Task to carry out
Transcribe all of the rows below character for character, and leave out the pictures.

Entries shown
####

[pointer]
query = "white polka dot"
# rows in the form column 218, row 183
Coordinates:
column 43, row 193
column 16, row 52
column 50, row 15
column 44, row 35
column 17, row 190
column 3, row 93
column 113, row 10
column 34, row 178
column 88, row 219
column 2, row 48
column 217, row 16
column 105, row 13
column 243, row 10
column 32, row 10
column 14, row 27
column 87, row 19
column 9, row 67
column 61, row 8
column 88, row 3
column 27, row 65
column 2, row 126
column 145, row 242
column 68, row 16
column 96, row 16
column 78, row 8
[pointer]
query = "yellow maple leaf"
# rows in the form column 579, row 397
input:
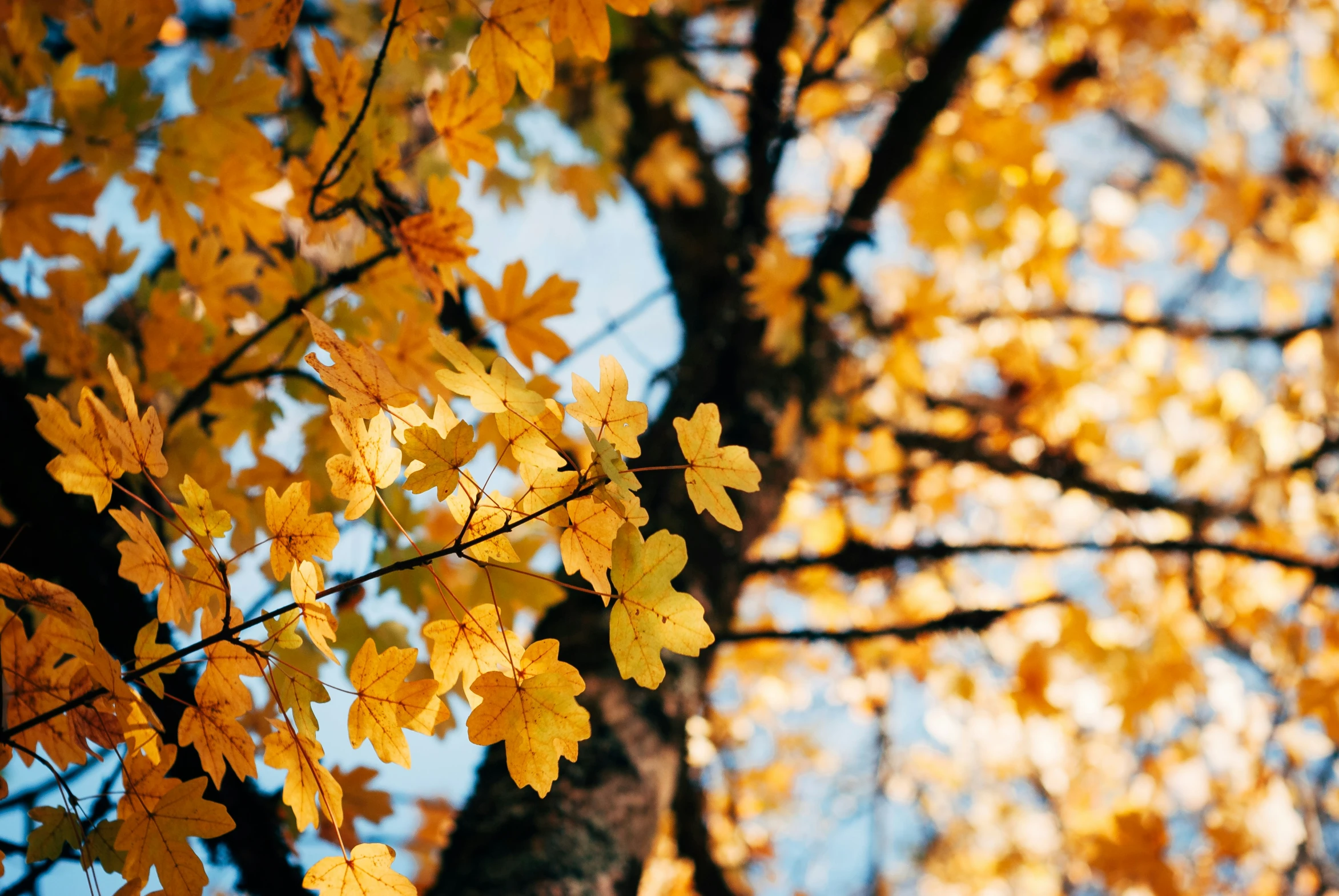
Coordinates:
column 296, row 534
column 214, row 728
column 468, row 648
column 145, row 561
column 522, row 317
column 608, row 411
column 386, row 703
column 267, row 23
column 200, row 512
column 587, row 23
column 711, row 469
column 140, row 439
column 89, row 459
column 436, row 243
column 320, row 621
column 773, row 294
column 488, row 392
column 536, row 713
column 669, row 173
column 461, row 118
column 360, row 801
column 158, row 815
column 307, row 778
column 649, row 614
column 374, row 462
column 30, row 197
column 366, row 872
column 437, row 461
column 356, row 373
column 118, row 33
column 587, row 543
column 545, row 487
column 148, row 651
column 47, row 597
column 512, row 45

####

Finished task
[pointer]
query = "white polka dot"
# rows in the form column 218, row 183
Coordinates:
column 43, row 193
column 16, row 52
column 50, row 15
column 44, row 35
column 17, row 190
column 3, row 93
column 113, row 10
column 34, row 178
column 88, row 219
column 2, row 48
column 217, row 16
column 105, row 13
column 243, row 10
column 32, row 10
column 14, row 27
column 87, row 19
column 9, row 67
column 61, row 8
column 88, row 3
column 27, row 65
column 2, row 126
column 145, row 242
column 68, row 16
column 96, row 16
column 78, row 8
[pointer]
query = "yellow maple leaf"
# rows in the form column 579, row 397
input:
Coordinates:
column 296, row 534
column 214, row 728
column 468, row 648
column 145, row 561
column 522, row 317
column 608, row 411
column 386, row 703
column 267, row 23
column 200, row 512
column 587, row 23
column 711, row 469
column 140, row 439
column 89, row 459
column 436, row 243
column 320, row 621
column 773, row 294
column 488, row 392
column 536, row 713
column 669, row 173
column 461, row 118
column 360, row 801
column 158, row 815
column 307, row 778
column 649, row 614
column 374, row 462
column 30, row 197
column 366, row 872
column 437, row 461
column 356, row 373
column 118, row 33
column 587, row 543
column 545, row 487
column 148, row 651
column 47, row 597
column 512, row 45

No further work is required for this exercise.